# Passage to read
+ + + +

Prior to the implementation of HEART, initiation of occupational therapy and physiotherapy services for frail high-risk older adults with restorative potential was dependent on a physician referral, which meant that patients could be waiting 48 hours or longer before receiving therapy. Patients, regardless of frailty or restorative potential received therapy approximately 2-3 times per week, with no therapy delivered on the weekends. Previously, patients regardless of frailty or restorative potential did not received follow-up support upon discharge.

This led to the need for early A&R interventions targeted at frail older adults with restorative potential and at risk for functional decline and discharge complexity. In order to monitor the quality improvements, health records data is utilized to capture LOS, readmissions, discharge destinations and visits to the ED following discharges. To monitor progress, monthly metrics are compiled for both inpatients and outpatients.

A focus group with HEART staff was conducted to determine the sustainability of the program and identify needed changes. A culture of continuous quality improvement was created by engaging all team members in formal reports and follow-up, building staff capacity. Leadership continuously reviewed data and communicated progress to team members, celebrating successes.

+ + + +

# Dataset content
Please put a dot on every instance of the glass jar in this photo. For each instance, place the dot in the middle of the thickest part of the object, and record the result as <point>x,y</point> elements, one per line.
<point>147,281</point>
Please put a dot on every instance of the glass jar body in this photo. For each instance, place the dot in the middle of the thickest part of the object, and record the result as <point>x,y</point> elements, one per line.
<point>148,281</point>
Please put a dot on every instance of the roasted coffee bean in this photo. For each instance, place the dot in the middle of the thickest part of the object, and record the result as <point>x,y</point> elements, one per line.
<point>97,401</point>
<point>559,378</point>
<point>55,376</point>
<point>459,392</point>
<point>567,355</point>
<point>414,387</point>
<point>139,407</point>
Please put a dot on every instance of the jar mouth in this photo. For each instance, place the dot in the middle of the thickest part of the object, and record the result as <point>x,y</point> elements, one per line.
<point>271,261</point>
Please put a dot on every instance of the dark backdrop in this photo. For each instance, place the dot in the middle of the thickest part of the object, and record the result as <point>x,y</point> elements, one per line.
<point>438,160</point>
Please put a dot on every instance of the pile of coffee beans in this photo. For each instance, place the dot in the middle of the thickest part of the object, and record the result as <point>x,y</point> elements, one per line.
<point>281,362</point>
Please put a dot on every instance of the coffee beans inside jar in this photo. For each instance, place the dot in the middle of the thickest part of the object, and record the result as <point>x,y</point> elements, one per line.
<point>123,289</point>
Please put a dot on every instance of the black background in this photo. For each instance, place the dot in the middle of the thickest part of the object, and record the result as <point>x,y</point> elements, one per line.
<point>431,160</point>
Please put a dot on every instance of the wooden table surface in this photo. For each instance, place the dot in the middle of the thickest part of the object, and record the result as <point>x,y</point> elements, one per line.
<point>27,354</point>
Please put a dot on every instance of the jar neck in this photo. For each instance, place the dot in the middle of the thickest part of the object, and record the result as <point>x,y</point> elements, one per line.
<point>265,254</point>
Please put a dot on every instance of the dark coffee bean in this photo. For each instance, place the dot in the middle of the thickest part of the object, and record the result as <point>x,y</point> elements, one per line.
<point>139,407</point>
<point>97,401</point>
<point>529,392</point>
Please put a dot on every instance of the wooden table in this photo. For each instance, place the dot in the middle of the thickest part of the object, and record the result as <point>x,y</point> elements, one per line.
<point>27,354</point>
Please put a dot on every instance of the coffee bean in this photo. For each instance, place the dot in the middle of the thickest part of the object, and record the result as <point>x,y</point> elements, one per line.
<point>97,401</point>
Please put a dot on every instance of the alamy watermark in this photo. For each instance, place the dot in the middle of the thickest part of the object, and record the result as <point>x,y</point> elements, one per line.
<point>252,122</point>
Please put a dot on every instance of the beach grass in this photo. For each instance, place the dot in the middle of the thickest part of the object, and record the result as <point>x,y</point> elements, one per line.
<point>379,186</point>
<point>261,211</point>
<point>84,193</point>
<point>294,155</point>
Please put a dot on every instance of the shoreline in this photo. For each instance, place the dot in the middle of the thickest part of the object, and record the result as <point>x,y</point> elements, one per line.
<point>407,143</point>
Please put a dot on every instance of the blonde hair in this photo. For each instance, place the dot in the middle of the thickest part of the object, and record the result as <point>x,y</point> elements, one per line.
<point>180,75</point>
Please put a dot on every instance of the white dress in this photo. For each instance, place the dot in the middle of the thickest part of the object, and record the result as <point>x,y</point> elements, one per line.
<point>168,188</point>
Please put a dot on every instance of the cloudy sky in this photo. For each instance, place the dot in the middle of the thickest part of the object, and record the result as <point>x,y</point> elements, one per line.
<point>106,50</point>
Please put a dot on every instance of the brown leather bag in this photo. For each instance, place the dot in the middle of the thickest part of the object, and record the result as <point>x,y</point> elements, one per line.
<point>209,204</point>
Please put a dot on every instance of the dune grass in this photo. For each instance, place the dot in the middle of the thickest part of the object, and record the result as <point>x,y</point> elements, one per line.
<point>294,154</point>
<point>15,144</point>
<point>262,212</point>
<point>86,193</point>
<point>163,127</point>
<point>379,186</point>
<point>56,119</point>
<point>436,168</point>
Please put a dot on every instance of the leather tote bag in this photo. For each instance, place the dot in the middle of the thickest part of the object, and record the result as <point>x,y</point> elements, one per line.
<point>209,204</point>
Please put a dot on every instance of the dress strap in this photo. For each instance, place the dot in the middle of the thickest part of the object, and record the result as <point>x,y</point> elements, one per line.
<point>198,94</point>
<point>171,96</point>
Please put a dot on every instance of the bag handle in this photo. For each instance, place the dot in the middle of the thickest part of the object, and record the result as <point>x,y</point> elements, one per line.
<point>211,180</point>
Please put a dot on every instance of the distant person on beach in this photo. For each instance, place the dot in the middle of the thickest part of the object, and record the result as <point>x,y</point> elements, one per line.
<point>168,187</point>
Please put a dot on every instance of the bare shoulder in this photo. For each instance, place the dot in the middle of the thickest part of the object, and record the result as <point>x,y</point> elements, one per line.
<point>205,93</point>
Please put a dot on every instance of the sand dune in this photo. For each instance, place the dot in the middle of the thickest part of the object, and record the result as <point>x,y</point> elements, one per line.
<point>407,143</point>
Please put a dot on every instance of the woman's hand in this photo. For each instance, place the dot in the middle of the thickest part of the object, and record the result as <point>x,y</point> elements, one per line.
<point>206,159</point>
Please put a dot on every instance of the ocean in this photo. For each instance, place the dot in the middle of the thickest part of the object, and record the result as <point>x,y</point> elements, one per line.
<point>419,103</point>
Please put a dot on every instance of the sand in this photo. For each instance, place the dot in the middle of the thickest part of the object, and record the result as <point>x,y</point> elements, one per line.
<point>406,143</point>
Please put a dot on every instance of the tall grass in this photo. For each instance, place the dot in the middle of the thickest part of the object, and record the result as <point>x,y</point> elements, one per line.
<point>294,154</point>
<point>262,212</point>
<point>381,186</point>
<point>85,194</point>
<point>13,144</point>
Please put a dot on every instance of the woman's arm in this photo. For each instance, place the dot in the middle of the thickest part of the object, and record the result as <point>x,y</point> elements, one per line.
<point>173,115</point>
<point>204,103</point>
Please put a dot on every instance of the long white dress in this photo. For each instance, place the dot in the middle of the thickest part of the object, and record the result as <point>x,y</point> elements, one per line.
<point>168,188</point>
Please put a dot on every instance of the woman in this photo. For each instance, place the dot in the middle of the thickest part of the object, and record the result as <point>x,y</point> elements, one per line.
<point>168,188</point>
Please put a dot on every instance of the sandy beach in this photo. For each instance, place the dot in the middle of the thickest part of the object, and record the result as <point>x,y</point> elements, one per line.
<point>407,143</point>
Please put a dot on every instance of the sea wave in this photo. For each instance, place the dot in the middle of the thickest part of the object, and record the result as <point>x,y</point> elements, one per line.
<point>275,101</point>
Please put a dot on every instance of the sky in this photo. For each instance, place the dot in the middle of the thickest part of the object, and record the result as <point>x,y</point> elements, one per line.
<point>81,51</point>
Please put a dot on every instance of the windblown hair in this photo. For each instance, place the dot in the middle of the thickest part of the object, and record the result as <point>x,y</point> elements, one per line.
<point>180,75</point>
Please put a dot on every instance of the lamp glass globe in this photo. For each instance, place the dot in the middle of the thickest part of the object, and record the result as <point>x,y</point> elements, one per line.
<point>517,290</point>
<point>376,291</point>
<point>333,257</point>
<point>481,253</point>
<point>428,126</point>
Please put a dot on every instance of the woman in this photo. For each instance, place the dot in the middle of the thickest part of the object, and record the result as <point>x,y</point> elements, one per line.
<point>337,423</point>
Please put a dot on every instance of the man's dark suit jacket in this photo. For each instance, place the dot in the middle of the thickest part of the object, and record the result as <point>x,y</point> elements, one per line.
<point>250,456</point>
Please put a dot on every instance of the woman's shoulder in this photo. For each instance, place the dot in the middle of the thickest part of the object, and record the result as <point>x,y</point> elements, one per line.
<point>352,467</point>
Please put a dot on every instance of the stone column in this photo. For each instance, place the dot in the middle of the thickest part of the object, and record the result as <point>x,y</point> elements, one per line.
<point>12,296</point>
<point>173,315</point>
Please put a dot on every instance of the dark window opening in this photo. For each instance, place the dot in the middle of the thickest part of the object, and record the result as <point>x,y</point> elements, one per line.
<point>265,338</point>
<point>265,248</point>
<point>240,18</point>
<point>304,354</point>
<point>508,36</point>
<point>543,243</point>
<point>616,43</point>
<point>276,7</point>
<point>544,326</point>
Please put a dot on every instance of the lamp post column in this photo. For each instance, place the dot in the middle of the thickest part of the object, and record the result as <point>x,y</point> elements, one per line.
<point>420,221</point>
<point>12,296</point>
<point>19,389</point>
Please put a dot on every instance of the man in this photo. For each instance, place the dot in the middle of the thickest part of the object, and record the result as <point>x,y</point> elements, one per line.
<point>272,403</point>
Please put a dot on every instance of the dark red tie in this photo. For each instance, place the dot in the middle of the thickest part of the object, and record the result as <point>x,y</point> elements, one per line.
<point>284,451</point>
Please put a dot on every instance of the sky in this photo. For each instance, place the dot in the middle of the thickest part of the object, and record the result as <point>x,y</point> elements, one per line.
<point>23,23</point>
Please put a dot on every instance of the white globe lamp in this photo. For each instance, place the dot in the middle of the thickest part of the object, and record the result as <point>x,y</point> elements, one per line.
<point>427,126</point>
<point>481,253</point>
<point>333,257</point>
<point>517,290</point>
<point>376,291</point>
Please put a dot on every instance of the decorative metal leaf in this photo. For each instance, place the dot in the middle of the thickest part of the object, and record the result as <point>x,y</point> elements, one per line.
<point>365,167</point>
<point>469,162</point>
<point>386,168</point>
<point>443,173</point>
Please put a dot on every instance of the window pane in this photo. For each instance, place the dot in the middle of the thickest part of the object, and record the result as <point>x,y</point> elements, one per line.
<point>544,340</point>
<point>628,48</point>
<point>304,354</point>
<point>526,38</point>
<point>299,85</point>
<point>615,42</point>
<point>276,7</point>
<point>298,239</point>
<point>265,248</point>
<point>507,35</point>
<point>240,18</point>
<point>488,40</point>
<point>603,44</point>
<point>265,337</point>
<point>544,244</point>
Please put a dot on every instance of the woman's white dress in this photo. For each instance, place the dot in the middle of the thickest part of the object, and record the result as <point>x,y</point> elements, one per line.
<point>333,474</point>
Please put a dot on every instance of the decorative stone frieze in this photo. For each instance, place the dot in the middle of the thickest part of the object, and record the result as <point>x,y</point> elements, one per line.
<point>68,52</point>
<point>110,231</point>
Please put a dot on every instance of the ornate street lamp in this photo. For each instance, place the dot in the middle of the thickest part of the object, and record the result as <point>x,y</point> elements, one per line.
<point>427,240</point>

+ + + +

# Work item A
Do these statements agree with the passage on HEART? For each, answer yes or no and quote the words of the passage that decide it.
(i) Before HEART, therapy for frail high-risk older adults with restorative potential could not begin without a physician referral.
(ii) Before HEART, patients received therapy on weekends.
(iii) Monthly metrics are compiled for inpatients only.
# Work item B
Reproduce the part of the passage on HEART between "Prior to the" and "support upon discharge.", inclusive.

# Your solution A
(i) Yes: "was dependent on a physician referral"
(ii) No: "with no therapy delivered on the weekends"
(iii) No: "monthly metrics are compiled for both inpatients and outpatients"

# Your solution B
Prior to the implementation of HEART, initiation of occupational therapy and physiotherapy services for frail high-risk older adults with restorative potential was dependent on a physician referral, which meant that patients could be waiting 48 hours or longer before receiving therapy. Patients, regardless of frailty or restorative potential received therapy approximately 2-3 times per week, with no therapy delivered on the weekends. Previously, patients regardless of frailty or restorative potential did not received follow-up support upon discharge.